▸ STATED TASK A
How many lines of the entries below contain the string "plaque"? Reply with the number only.

* begin EXCERPT PROVIDED *

Mike Abbey has documented the Cunnningham Park segment in eastern Queens on Jeff Saltzman's page, including photos of remanent posts.
Vince Fitzgerald (see below) reported on a spur at Mitchel Field, while Bill Frohlich told of a spur to Jericho Turnpike at Commack - see LI MOTOR PARKWAY SPURS.
Motor Parkway Panel member Tom Walsh contributed an article on the LIMP for Larry Graff's " your About.com Guide to: Long Island, NY".
Motor Parkway Panel member Steve Anderson was quoted in a NEWSDAY article by Sidney C. Shaer, "Highway Hopes That Faded", on page A20 (Nassau edition) of the Friday, 05 Nov 99, issue, in the "Long Island - Our Future" series, "Predictions from the past that haven't come true ... yet".
Motor Parkway Panel convenor Sam Berliner contributed the cover story on the LIMP (especially as it traversed the narrow central portion of the Town of Oyster Bay - through Central Park/Bethpage) for the Winter 2000 issue FREEHOLDER, "The History Magazine of the Town of Oyster Bay", the publication of the Oyster Bay Historical Society, of which he is a member.
At the eastern end, on the northwestern shore of Lake Ronkonkoma, Vanderbilt built a grand restaurant in the style of the famous Parisian restaurant of the same name, the "Petit Trianon Restaurant" (in turn based on the "little" Palais at Versailles). Besides sumptuous repasts, it also offered boating, bathing, picnics, snooker, tennis, and hunting and, in winter, skating, ice-boating, and toboganning.
Let us motor off to the very far end of the Parkway and "do" lunch at le restaurant Petit Trianon; c'est tres joli, ça! In case you are not sure you wish to patronise Willie's little place on the western shore of Lake Ronkonkoma, here, courtesy of Motor Parkway Panel member Tom Walsh, is an original advertisement:

{"Petit Trianon", indeed! Sorry, it looks like one of the original service plazas
on the Pennsylvania Turnpike, or a glorified Howard Johnson's, to me; all it lacks is
Simple Simon and the Pieman silhouetted on a sign on the roof!}
45 miles at 40MPH with "no police traps, no dust"!

* end EXCERPT PROVIDED *
* begin GIVEN DATA *

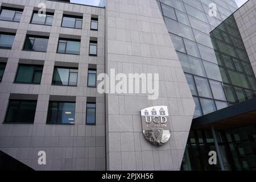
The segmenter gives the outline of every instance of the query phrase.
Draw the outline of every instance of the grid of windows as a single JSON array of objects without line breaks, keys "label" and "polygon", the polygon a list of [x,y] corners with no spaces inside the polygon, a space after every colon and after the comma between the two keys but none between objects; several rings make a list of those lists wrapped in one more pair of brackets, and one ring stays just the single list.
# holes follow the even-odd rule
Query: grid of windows
[{"label": "grid of windows", "polygon": [[[237,9],[236,3],[214,0],[157,2],[187,73],[196,104],[195,117],[255,96],[256,80],[233,16],[215,28]],[[208,14],[212,2],[217,5],[216,17]]]},{"label": "grid of windows", "polygon": [[19,22],[22,10],[2,7],[0,13],[0,20]]}]

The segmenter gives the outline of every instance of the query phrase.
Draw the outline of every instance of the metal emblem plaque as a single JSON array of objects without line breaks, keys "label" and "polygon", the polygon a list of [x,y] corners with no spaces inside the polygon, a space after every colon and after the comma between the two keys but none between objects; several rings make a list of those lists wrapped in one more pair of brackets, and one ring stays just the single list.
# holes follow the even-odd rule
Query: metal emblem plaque
[{"label": "metal emblem plaque", "polygon": [[155,146],[162,146],[171,137],[167,106],[154,106],[141,110],[142,131],[145,138]]}]

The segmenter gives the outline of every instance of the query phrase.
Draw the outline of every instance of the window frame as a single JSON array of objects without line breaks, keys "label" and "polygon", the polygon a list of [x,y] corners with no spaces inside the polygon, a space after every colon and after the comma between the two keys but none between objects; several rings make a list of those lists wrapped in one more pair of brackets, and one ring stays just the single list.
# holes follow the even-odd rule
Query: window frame
[{"label": "window frame", "polygon": [[[65,41],[65,52],[63,53],[63,52],[58,52],[58,50],[59,50],[59,47],[60,45],[60,40],[63,40],[63,41]],[[70,41],[70,42],[79,42],[80,44],[80,46],[79,46],[79,53],[78,54],[76,53],[67,53],[67,46],[68,45],[68,41]],[[56,53],[63,53],[63,54],[67,54],[67,55],[80,55],[80,49],[81,49],[81,40],[79,39],[64,39],[64,38],[59,38],[59,40],[58,40],[58,45],[57,46],[57,51]]]},{"label": "window frame", "polygon": [[[64,17],[72,18],[74,18],[75,19],[75,25],[74,25],[73,27],[66,27],[66,26],[63,26],[63,19],[64,19]],[[81,24],[81,28],[76,28],[76,27],[77,19],[80,19],[80,20],[82,20],[82,24]],[[63,14],[63,15],[62,16],[61,27],[63,27],[63,28],[75,28],[75,29],[81,30],[81,29],[82,29],[82,19],[83,19],[83,17],[82,16],[73,16],[73,15],[67,15],[67,14]]]},{"label": "window frame", "polygon": [[[89,73],[89,71],[96,71],[96,73]],[[95,75],[95,86],[89,86],[89,75]],[[92,68],[89,68],[88,71],[88,74],[87,74],[87,87],[88,88],[97,88],[97,69],[92,69]]]},{"label": "window frame", "polygon": [[52,18],[54,18],[54,13],[48,13],[48,12],[46,13],[46,19],[44,19],[44,24],[32,23],[32,21],[33,20],[34,15],[35,14],[37,14],[37,13],[36,13],[37,11],[33,11],[33,14],[32,14],[31,19],[30,20],[30,23],[33,24],[44,25],[44,26],[52,26],[53,22],[52,22],[52,24],[51,25],[46,24],[46,20],[47,19],[47,17],[48,17],[48,16],[52,16]]},{"label": "window frame", "polygon": [[[16,80],[17,79],[18,77],[18,73],[19,72],[19,69],[20,68],[20,66],[31,66],[31,67],[34,67],[34,71],[33,71],[33,76],[32,77],[32,82],[20,82],[20,81],[16,81]],[[36,71],[36,67],[39,68],[39,67],[41,67],[42,68],[42,75],[41,75],[41,81],[40,82],[40,83],[36,83],[36,82],[34,82],[33,80],[34,78],[35,78],[35,74],[36,72],[39,72],[38,70]],[[42,82],[42,77],[43,76],[43,67],[44,66],[42,65],[35,65],[35,64],[19,64],[18,65],[18,69],[17,69],[17,71],[16,72],[16,76],[14,79],[14,83],[15,84],[32,84],[32,85],[40,85],[41,84],[41,82]]]},{"label": "window frame", "polygon": [[[90,53],[90,44],[97,44],[96,46],[96,54]],[[90,40],[89,43],[89,56],[98,56],[98,41]]]},{"label": "window frame", "polygon": [[[88,107],[87,106],[88,104],[95,104],[95,107]],[[91,125],[91,126],[96,126],[96,102],[86,102],[86,115],[85,115],[85,125]],[[88,109],[94,109],[95,112],[94,112],[94,123],[88,123],[87,122],[87,114],[88,114]]]},{"label": "window frame", "polygon": [[19,22],[14,21],[14,19],[15,17],[16,14],[17,14],[17,13],[20,14],[21,16],[22,16],[22,14],[23,14],[23,11],[24,11],[23,9],[3,6],[3,7],[1,7],[1,9],[0,9],[0,15],[2,14],[2,11],[3,10],[11,10],[11,11],[15,11],[14,12],[14,16],[13,16],[13,19],[11,20],[5,20],[5,19],[0,19],[0,20],[1,20],[1,21],[7,21],[7,22],[17,22],[17,23],[20,22],[21,17],[20,17],[20,20]]},{"label": "window frame", "polygon": [[13,42],[13,44],[11,44],[11,47],[1,47],[0,46],[0,49],[11,49],[11,48],[13,48],[13,42],[14,42],[14,39],[15,38],[15,36],[16,36],[16,34],[15,33],[8,33],[8,32],[0,32],[0,35],[12,35],[14,36],[14,41]]},{"label": "window frame", "polygon": [[[19,106],[18,106],[18,109],[20,109],[20,102],[22,101],[24,101],[24,102],[28,102],[28,101],[34,101],[36,102],[36,107],[35,109],[35,114],[34,114],[34,120],[33,122],[6,122],[6,118],[7,116],[7,114],[8,112],[10,110],[10,102],[11,101],[18,101],[19,102]],[[17,100],[17,99],[9,99],[9,102],[8,102],[8,106],[7,106],[7,109],[6,110],[6,113],[5,113],[5,119],[3,120],[3,123],[4,124],[34,124],[34,122],[35,122],[35,115],[36,115],[36,107],[38,105],[38,101],[37,100]],[[19,114],[19,113],[18,113]]]},{"label": "window frame", "polygon": [[47,117],[46,119],[46,125],[75,125],[75,122],[76,121],[76,118],[75,118],[75,120],[73,121],[73,123],[52,123],[52,122],[49,122],[49,107],[50,107],[50,103],[51,102],[55,102],[55,103],[57,103],[58,104],[58,106],[57,106],[57,121],[58,120],[58,118],[59,117],[59,107],[60,107],[60,103],[71,103],[71,104],[75,104],[75,117],[76,116],[76,102],[70,102],[70,101],[49,101],[48,102],[48,110],[47,110]]},{"label": "window frame", "polygon": [[[24,47],[25,47],[26,42],[27,40],[27,38],[32,38],[34,39],[34,40],[33,40],[33,44],[32,45],[32,47],[34,47],[34,45],[35,44],[35,40],[36,38],[47,39],[48,42],[47,42],[47,47],[46,47],[46,51],[42,51],[30,50],[30,49],[25,49]],[[38,35],[26,35],[26,37],[25,37],[25,40],[24,41],[23,46],[22,47],[23,47],[22,48],[22,51],[39,52],[47,52],[47,48],[48,48],[48,44],[49,44],[49,37],[48,36],[38,36]]]},{"label": "window frame", "polygon": [[[0,82],[2,82],[2,80],[3,80],[3,75],[5,74],[5,68],[6,68],[6,63],[2,63],[0,62],[0,65],[4,65],[4,68],[3,68],[3,75],[0,77]],[[1,68],[0,67],[0,69]]]},{"label": "window frame", "polygon": [[[95,28],[92,28],[92,22],[93,21],[97,21],[97,29]],[[98,18],[90,18],[90,30],[93,30],[93,31],[98,31]]]},{"label": "window frame", "polygon": [[[68,85],[59,85],[59,84],[54,84],[53,81],[54,81],[54,76],[55,76],[55,69],[56,68],[61,68],[61,69],[69,69],[69,72],[68,72]],[[71,72],[71,69],[77,69],[77,72]],[[77,86],[77,81],[78,81],[78,71],[79,71],[79,69],[78,68],[72,68],[72,67],[54,67],[53,68],[53,74],[52,75],[52,85],[55,85],[55,86]],[[76,77],[76,85],[69,85],[69,81],[70,81],[70,73],[77,73],[77,77]]]}]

* end GIVEN DATA *

▸ STATED TASK B
Reproduce the Long Island Motor Parkway excerpt above word for word, from "Motor Parkway Panel convenor" down to "is a member.".

▸ FINAL RESULT A
3

▸ FINAL RESULT B
Motor Parkway Panel convenor Sam Berliner contributed the cover story on the LIMP (especially as it traversed the narrow central portion of the Town of Oyster Bay - through Central Park/Bethpage) for the Winter 2000 issue FREEHOLDER, "The History Magazine of the Town of Oyster Bay", the publication of the Oyster Bay Historical Society, of which he is a member.